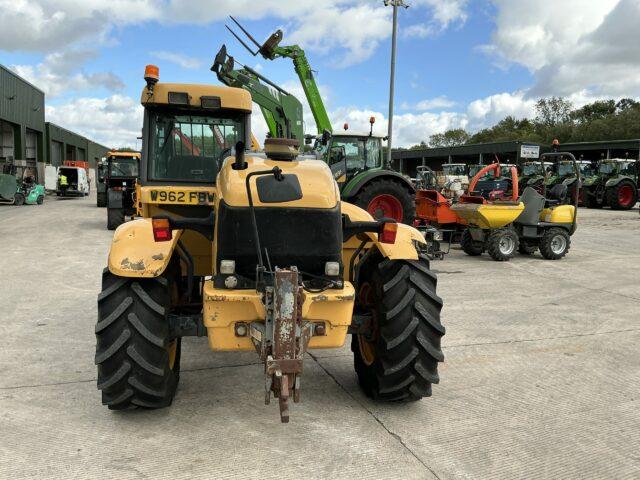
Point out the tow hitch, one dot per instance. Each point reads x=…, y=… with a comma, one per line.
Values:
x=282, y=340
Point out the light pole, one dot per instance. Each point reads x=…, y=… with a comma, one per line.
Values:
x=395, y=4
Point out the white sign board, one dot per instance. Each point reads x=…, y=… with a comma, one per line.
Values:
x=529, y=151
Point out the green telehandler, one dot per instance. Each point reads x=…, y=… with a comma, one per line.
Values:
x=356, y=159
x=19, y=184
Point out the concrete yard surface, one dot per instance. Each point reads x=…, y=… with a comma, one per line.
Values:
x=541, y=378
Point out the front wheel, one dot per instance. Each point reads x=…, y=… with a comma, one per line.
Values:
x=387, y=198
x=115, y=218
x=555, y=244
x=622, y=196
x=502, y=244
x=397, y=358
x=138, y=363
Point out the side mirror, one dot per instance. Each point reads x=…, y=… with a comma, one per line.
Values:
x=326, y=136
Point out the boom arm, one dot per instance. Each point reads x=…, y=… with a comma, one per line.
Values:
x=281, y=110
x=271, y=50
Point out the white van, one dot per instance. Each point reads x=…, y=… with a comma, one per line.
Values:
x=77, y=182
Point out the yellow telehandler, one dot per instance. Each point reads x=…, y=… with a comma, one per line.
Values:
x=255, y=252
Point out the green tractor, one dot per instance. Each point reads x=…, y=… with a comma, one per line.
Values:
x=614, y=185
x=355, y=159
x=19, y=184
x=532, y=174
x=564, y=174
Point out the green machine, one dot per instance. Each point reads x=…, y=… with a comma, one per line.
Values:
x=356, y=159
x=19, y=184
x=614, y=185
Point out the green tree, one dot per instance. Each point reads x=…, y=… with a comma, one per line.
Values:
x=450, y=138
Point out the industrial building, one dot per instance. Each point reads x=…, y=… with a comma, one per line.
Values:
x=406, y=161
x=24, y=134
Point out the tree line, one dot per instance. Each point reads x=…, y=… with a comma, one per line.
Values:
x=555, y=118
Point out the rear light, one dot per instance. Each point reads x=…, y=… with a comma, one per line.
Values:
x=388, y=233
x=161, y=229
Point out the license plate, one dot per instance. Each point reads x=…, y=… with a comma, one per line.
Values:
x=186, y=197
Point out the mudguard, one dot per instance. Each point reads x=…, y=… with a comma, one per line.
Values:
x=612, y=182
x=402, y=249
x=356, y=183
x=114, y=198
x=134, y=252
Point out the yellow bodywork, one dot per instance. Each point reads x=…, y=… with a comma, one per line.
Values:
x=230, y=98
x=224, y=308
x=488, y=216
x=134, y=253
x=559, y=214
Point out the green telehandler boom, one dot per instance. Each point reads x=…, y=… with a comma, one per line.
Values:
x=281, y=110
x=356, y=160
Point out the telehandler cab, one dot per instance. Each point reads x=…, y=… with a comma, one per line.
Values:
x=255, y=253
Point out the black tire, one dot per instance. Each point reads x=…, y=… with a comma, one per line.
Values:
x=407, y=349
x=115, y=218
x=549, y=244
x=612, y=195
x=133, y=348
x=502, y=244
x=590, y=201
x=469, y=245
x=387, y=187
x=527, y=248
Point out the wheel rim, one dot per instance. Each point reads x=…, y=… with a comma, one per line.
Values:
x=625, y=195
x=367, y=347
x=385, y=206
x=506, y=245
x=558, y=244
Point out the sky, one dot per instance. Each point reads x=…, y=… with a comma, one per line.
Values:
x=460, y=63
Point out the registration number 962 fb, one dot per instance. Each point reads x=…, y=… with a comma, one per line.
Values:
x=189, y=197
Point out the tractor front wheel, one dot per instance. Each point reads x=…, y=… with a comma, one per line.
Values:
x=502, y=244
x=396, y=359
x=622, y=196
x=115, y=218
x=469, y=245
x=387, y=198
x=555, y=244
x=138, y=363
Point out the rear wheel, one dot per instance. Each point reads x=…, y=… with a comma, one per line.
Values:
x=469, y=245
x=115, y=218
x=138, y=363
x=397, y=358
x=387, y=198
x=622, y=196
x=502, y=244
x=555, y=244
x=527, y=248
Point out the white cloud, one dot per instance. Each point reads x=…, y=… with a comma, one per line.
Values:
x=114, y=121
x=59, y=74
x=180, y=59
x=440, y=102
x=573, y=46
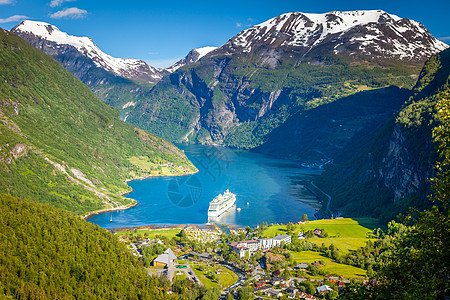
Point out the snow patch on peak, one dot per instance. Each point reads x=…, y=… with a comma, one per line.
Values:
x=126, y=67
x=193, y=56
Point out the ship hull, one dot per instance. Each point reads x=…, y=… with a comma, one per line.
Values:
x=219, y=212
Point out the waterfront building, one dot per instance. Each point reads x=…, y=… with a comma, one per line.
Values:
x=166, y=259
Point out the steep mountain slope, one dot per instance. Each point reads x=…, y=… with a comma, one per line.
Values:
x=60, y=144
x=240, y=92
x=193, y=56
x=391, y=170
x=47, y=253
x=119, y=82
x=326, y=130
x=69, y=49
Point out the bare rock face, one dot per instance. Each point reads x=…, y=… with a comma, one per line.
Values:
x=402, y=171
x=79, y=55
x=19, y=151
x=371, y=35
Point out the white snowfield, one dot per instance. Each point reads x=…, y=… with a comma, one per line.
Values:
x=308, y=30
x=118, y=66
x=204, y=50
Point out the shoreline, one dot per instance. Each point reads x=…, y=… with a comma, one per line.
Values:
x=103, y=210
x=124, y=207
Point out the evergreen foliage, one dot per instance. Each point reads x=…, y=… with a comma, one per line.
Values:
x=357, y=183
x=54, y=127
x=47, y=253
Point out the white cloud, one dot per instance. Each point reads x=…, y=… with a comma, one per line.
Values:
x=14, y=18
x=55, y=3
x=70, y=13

•••

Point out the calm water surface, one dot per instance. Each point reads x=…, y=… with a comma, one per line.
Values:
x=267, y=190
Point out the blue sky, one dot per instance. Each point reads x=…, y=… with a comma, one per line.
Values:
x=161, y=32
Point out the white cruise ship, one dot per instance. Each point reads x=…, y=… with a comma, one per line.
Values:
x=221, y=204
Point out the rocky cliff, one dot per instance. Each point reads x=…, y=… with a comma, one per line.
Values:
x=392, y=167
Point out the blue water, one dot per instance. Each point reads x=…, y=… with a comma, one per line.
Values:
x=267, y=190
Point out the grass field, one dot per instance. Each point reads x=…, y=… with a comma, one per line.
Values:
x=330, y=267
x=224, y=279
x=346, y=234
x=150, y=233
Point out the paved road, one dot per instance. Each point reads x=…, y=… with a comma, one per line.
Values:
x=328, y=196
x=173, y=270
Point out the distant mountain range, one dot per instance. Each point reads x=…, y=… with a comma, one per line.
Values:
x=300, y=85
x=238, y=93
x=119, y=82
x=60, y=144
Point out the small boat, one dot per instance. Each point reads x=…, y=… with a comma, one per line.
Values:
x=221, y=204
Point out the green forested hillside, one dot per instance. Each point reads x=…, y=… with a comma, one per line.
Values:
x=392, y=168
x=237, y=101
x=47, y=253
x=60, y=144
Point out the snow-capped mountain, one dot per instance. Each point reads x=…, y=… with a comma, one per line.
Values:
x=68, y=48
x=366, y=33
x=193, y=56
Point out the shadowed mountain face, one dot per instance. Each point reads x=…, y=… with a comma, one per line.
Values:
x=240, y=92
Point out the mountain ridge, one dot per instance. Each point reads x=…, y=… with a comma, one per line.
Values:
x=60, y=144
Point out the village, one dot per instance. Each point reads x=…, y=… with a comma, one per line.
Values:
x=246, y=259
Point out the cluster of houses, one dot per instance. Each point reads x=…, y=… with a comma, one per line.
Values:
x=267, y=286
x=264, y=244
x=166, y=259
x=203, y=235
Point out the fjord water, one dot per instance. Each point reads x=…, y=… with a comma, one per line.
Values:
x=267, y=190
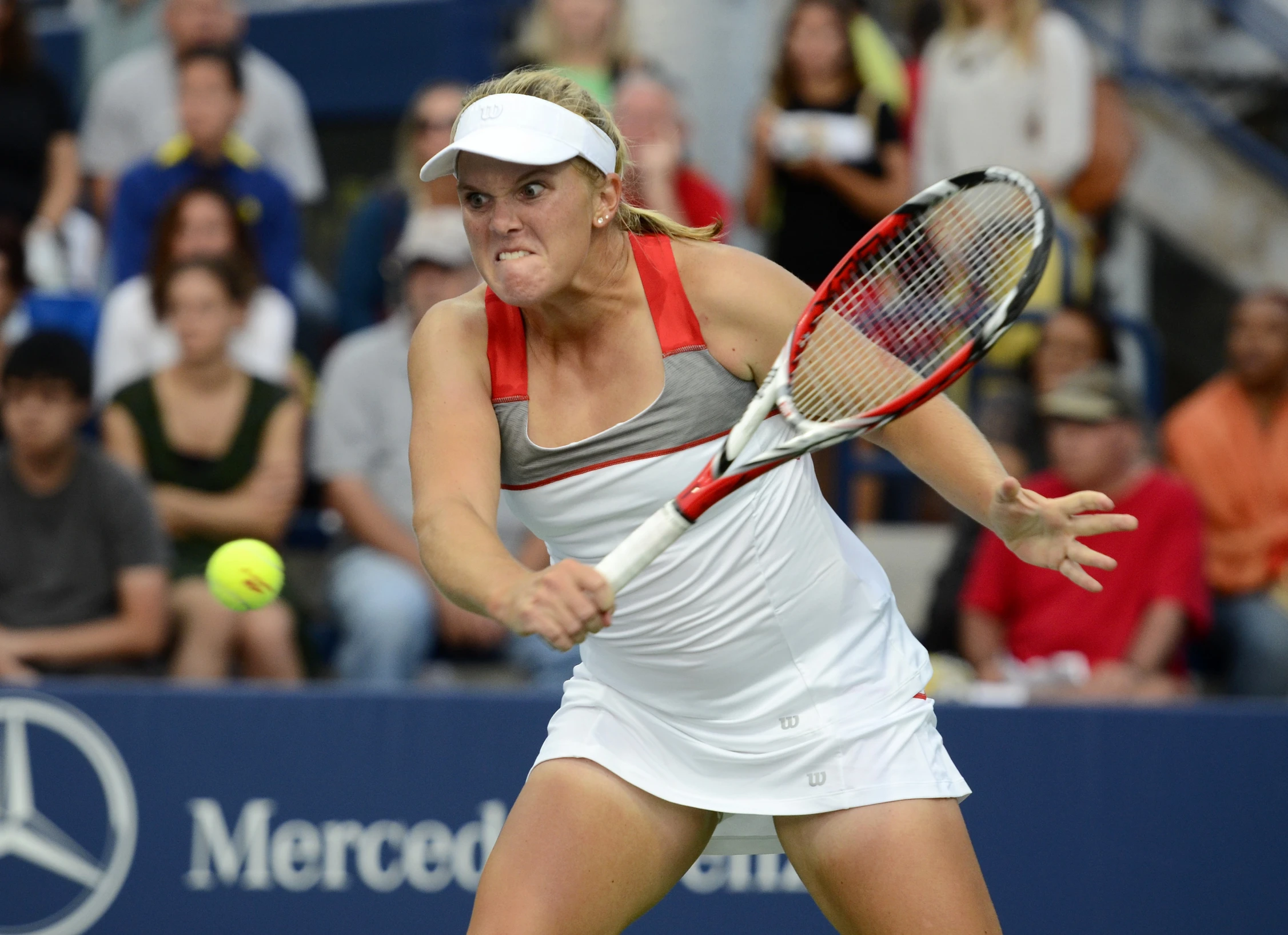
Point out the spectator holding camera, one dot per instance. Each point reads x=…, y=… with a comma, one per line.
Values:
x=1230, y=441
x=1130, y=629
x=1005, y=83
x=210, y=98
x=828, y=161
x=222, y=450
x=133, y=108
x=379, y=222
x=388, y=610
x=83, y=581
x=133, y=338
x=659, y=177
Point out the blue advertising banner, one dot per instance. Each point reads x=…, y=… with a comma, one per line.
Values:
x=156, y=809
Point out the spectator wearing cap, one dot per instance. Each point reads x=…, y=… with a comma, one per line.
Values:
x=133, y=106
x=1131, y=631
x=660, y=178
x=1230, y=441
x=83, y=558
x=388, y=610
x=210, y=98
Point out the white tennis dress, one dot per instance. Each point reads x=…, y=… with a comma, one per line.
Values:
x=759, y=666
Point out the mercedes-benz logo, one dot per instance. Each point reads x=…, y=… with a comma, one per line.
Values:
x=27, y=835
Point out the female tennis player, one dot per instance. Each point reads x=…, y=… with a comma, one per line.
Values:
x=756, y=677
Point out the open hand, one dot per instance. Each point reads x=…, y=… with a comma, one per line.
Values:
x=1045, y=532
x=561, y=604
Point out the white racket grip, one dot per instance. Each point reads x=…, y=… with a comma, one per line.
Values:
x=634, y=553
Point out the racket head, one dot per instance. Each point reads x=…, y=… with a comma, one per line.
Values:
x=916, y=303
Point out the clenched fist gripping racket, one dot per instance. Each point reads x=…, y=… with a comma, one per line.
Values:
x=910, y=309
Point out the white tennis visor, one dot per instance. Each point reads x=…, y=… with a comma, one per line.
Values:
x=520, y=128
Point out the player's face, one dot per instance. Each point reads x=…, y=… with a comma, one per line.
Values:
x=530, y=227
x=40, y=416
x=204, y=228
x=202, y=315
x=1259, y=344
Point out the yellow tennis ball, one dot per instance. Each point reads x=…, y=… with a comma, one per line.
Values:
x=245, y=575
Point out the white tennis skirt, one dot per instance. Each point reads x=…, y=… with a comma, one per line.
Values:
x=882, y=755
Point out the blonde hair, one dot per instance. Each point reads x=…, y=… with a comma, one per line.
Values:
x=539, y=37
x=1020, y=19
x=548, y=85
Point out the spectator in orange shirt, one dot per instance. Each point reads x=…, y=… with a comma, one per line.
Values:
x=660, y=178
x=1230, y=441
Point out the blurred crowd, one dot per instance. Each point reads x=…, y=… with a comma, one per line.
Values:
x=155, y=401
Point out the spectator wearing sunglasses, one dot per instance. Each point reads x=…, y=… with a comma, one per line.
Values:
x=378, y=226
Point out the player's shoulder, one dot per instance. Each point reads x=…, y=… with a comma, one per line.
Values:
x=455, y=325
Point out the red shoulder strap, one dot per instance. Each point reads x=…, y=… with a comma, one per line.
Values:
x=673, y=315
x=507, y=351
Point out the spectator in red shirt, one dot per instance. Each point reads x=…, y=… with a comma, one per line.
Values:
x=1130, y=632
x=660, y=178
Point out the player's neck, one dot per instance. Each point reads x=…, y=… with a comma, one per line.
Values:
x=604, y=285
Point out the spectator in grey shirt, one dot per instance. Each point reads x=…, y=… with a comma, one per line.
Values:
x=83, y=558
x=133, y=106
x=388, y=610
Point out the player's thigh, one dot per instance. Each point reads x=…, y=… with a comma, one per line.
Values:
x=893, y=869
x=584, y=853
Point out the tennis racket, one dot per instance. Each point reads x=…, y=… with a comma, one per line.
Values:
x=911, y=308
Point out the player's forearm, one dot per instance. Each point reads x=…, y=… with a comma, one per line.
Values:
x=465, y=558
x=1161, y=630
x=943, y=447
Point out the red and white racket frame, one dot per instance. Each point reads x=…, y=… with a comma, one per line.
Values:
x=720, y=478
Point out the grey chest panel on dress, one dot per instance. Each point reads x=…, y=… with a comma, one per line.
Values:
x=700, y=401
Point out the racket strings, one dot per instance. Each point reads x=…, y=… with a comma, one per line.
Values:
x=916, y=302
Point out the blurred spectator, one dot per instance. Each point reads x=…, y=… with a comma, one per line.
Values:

•••

■ Given exercise ■
In the material, give again the lines between the line holding "Point out the tow" and the line holding "x=255, y=252", inclusive, and return only those lines. Change "telehandler" to "forklift" wherever it appears, and leave everything else unchanged.

■ Reply to the exercise ■
Point out the tow hitch, one dot per instance. Each point reads x=…, y=… with a comma, one per line.
Values:
x=282, y=340
Point out the light pole, one dot per instance. Each point reads x=…, y=… with a comma, one per line.
Values:
x=395, y=4
Point out the white sign board, one dot per instance. Each point reads x=…, y=… with a comma, one per line.
Values:
x=529, y=151
Point out the green forklift, one dot per instance. Each point reads x=…, y=… with a comma, one per line.
Values:
x=356, y=159
x=19, y=184
Point out the concrete yard surface, one dot per instance. Each point reads x=…, y=… with a comma, one per line.
Values:
x=541, y=378
Point out the front wheel, one dot per instance. Each point reads x=…, y=… with a comma, one per line.
Values:
x=387, y=198
x=115, y=218
x=555, y=244
x=622, y=196
x=502, y=244
x=397, y=358
x=138, y=363
Point out the side mirror, one dot per instance. Each point reads x=…, y=… with a comma, one per line.
Values:
x=326, y=136
Point out the boom arm, one dot per instance. Each point reads x=…, y=… with a comma, one per line.
Values:
x=281, y=110
x=271, y=50
Point out the white van, one dot per instance. Each point reads x=…, y=… with a comma, one per line.
Values:
x=77, y=182
Point out the yellow forklift, one dot per instance. Each point reads x=…, y=… with a comma, one per line.
Values:
x=255, y=252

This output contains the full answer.